### Work instructions
The lines to reproduce run from the one containing "the woman in" through the final line of the entries; write them out exactly and add nothing.

### Material for the task
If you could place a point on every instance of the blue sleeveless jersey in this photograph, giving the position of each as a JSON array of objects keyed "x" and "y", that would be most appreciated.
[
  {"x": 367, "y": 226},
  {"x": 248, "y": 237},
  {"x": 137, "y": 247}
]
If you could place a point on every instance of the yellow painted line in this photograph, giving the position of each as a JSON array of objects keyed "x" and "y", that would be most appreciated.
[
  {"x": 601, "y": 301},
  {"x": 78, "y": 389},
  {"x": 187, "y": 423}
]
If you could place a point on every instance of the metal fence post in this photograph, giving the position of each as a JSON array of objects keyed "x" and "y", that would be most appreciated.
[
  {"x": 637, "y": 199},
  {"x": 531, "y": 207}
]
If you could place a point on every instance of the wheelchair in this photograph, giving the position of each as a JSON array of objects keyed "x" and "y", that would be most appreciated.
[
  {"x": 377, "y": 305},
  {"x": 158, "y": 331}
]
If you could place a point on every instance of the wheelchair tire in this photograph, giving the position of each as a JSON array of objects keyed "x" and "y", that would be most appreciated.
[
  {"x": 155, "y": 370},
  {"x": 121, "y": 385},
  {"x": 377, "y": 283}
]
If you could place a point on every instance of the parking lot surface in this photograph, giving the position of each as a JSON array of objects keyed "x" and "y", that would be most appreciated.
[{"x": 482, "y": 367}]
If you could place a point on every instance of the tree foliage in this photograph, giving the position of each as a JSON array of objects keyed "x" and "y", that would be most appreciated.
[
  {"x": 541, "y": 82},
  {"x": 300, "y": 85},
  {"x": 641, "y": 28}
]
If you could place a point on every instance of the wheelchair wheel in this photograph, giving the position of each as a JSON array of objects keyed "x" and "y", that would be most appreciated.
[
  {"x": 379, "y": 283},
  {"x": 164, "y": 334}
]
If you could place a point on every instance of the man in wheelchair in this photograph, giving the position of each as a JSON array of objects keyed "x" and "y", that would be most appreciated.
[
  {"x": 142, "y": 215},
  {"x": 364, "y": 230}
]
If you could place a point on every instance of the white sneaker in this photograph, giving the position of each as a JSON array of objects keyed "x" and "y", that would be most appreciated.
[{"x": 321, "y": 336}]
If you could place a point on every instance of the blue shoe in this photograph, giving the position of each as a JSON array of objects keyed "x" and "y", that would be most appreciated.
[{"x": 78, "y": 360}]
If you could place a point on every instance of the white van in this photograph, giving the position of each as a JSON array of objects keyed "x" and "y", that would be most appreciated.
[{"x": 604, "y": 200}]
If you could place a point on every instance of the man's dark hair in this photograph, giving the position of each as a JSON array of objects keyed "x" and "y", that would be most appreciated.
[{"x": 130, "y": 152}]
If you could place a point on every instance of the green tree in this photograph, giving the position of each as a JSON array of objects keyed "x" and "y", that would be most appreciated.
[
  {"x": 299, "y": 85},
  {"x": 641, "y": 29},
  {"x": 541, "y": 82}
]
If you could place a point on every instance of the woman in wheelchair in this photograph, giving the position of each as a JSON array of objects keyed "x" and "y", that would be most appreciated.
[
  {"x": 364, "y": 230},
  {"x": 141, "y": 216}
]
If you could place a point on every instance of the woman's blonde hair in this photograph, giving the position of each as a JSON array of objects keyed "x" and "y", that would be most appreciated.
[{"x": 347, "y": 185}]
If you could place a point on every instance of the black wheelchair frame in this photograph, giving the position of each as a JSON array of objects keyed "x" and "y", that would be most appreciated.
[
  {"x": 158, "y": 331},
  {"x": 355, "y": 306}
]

### Result of the task
If you could place a point on every instance of the woman in wheelchair in this photograph, giving the position of each as a JSON array of objects keyed "x" and "y", that would be most appreciated.
[
  {"x": 364, "y": 230},
  {"x": 141, "y": 216}
]
If you could place a point on every instance of the woman's blonde hair in this photograph, giving the position of each as a JSON array of objects keyed "x" and "y", that would be most appreciated.
[{"x": 347, "y": 185}]
If you could place a point on every instance of the black wheelchair frame in this photograph, giving the position of each as a JSON array of objects keyed "x" and "y", that would be most appreciated.
[
  {"x": 158, "y": 331},
  {"x": 355, "y": 306}
]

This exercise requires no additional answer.